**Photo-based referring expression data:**
========================================================================

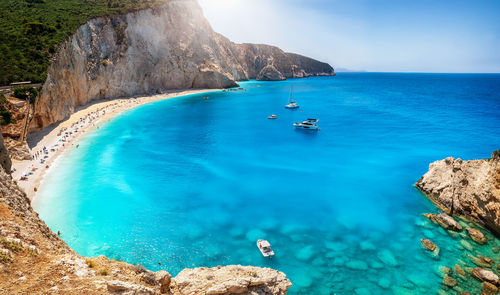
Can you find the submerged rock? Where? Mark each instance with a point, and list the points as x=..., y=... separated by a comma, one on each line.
x=485, y=275
x=476, y=235
x=387, y=257
x=466, y=245
x=367, y=246
x=480, y=261
x=233, y=279
x=459, y=271
x=447, y=222
x=306, y=253
x=449, y=281
x=469, y=188
x=128, y=288
x=489, y=288
x=431, y=247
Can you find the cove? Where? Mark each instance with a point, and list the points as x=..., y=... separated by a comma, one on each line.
x=190, y=182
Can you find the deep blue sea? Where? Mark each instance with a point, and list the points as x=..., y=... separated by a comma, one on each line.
x=190, y=182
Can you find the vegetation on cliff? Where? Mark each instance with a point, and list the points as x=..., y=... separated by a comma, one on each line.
x=30, y=31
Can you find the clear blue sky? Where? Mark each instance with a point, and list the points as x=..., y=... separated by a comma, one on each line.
x=390, y=35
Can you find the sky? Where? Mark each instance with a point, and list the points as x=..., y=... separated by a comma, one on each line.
x=450, y=36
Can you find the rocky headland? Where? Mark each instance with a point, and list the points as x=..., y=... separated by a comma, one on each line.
x=470, y=191
x=34, y=260
x=467, y=188
x=153, y=50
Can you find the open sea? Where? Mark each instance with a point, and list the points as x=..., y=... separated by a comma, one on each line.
x=190, y=182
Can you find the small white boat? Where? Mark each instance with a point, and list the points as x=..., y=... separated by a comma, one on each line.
x=309, y=124
x=292, y=104
x=265, y=248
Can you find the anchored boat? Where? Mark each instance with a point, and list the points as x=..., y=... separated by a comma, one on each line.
x=309, y=124
x=292, y=104
x=265, y=248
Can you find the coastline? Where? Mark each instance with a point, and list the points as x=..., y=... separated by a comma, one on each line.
x=107, y=109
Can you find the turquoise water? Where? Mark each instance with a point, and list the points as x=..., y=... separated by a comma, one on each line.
x=190, y=182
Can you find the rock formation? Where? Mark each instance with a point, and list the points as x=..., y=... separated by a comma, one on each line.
x=34, y=260
x=170, y=47
x=232, y=279
x=5, y=162
x=468, y=188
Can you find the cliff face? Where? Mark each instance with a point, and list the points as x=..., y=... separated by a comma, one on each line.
x=171, y=47
x=5, y=162
x=471, y=188
x=34, y=260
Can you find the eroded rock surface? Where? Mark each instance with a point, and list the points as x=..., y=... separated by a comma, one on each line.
x=468, y=188
x=169, y=47
x=234, y=279
x=5, y=162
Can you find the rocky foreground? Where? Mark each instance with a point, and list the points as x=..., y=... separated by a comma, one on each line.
x=467, y=188
x=34, y=260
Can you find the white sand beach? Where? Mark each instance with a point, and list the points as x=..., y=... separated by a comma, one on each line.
x=50, y=143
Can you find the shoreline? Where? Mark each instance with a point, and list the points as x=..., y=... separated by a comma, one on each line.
x=83, y=121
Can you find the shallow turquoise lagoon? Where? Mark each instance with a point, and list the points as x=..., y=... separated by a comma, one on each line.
x=190, y=182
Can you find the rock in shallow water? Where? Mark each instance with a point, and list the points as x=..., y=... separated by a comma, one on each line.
x=428, y=244
x=476, y=235
x=449, y=281
x=306, y=253
x=485, y=275
x=447, y=222
x=387, y=257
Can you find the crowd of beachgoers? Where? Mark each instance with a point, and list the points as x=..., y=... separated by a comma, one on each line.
x=66, y=135
x=29, y=173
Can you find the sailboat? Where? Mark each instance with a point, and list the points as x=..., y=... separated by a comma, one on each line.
x=292, y=104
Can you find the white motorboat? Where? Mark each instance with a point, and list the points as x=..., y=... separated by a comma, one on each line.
x=309, y=124
x=265, y=248
x=292, y=104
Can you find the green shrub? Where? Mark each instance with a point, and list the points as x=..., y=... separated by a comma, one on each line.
x=31, y=30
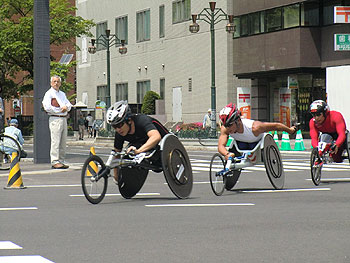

========================================================================

**Task objective:**
Render all entries verbatim, excluding any pictures they hold.

**Exercise output:**
Can you find the submerged rock? Where? Mark each instance with a point, and list the points as x=..., y=... separated by a comma, one on each line.
x=485, y=275
x=476, y=235
x=387, y=257
x=466, y=245
x=367, y=246
x=480, y=261
x=233, y=279
x=459, y=271
x=447, y=222
x=306, y=253
x=449, y=281
x=469, y=188
x=128, y=288
x=489, y=288
x=431, y=247
Can you find the cove? Where? Mark each instance with a point, and list the points as x=..., y=... separated by a comma, one on each line.
x=190, y=182
Can you find the deep blue sea? Where? Mark each instance with a point, and list the points as x=..., y=... separated by a comma, one on each line.
x=190, y=182
Can you find the vegetation on cliff? Where? Mark each instance with a point, and list the points as x=..., y=... separated by a comma, one on each line.
x=30, y=31
Can you find the clear blue sky? Where? Mark each instance with a point, and list the points as x=..., y=... separated by a comma, one on each line.
x=390, y=35
Can you find the sky? Where? Mark each instance with a point, and list the points as x=..., y=... separated by a comma, one on each line.
x=450, y=36
Can you find the rocky headland? Where? Mark each instance with a point, and list the points as x=..., y=... separated by a comma, one on each line.
x=470, y=191
x=34, y=260
x=467, y=188
x=153, y=50
Can you find the open sea? Where? Mark each instance with a point, and list the points as x=..., y=... separated by a comma, one on each line.
x=190, y=182
Can you find the small white boat? Where? Mark each instance with a point, and list the points as x=..., y=... separated by a comma, one on each line.
x=309, y=124
x=292, y=104
x=265, y=248
Can you find the anchored boat? Where? Mark each instance with a point, and list the points as x=..., y=... separated by a comma, one on each line.
x=309, y=124
x=292, y=104
x=265, y=248
Can you find the coastline? Where? Mark each instance with a point, and list the points as x=..., y=... separated by a comma, one on each line.
x=107, y=109
Can you find the turquoise water? Where? Mark each instance with a point, and list the points as x=..., y=... separated by a comma, one on each line.
x=190, y=182
Can you find the rock formation? Where? Mark each instance with a point, and list the points as x=..., y=... separated by a comma, one on each line.
x=34, y=260
x=170, y=47
x=232, y=279
x=5, y=162
x=468, y=188
Can you find the cliff face? Where? Mark each instance with a point, and list the points as x=..., y=... separated by a comma, one on each line.
x=171, y=47
x=5, y=162
x=471, y=188
x=34, y=260
Can you find the eroded rock surface? Where? Mark each instance with a point, and list the points as x=..., y=... separated by a comma, one on each line.
x=468, y=188
x=169, y=47
x=234, y=279
x=5, y=162
Can you find the rocky foreground? Where? Mark each instance with a point, and list the points as x=..., y=... separated by a comma, one on each line.
x=467, y=188
x=34, y=260
Can you find the white sand beach? Where? Mark each instance with a point, and list the points as x=..., y=... separated by a comma, one on each line.
x=50, y=143
Can you find the shoreline? Where? Mark each instance with a point, and list the points as x=..., y=... separated by a comma, one on each line.
x=83, y=121
Can you find the shallow turquoise lagoon? Where? Mark each instance with a point, and list the points as x=..., y=... separated by a comma, one on each line.
x=190, y=182
Can you find the rock in shallow water? Where? Mark each instance with a point, and list the points as x=..., y=... separated by a comma, one on each line.
x=428, y=244
x=476, y=235
x=449, y=281
x=306, y=253
x=485, y=275
x=447, y=222
x=387, y=257
Can you find the crowd of beachgoers? Where? Mark each instance with a point, and list the points as x=..., y=... separated by a comma, one on each line.
x=66, y=135
x=29, y=173
Can you find the sailboat? Where? Mark each instance with a point, and list the points as x=..., y=... separated by a comma, one on each line.
x=292, y=104
Can you find the white motorboat? Where? Mark each instance with a point, and list the points as x=..., y=... separated by a comma, one on each line.
x=309, y=124
x=265, y=248
x=292, y=104
Can you find the green shrub? Where? Mark each instance with a point, and list the points as x=..., y=... separated by a comma, one on each line.
x=31, y=30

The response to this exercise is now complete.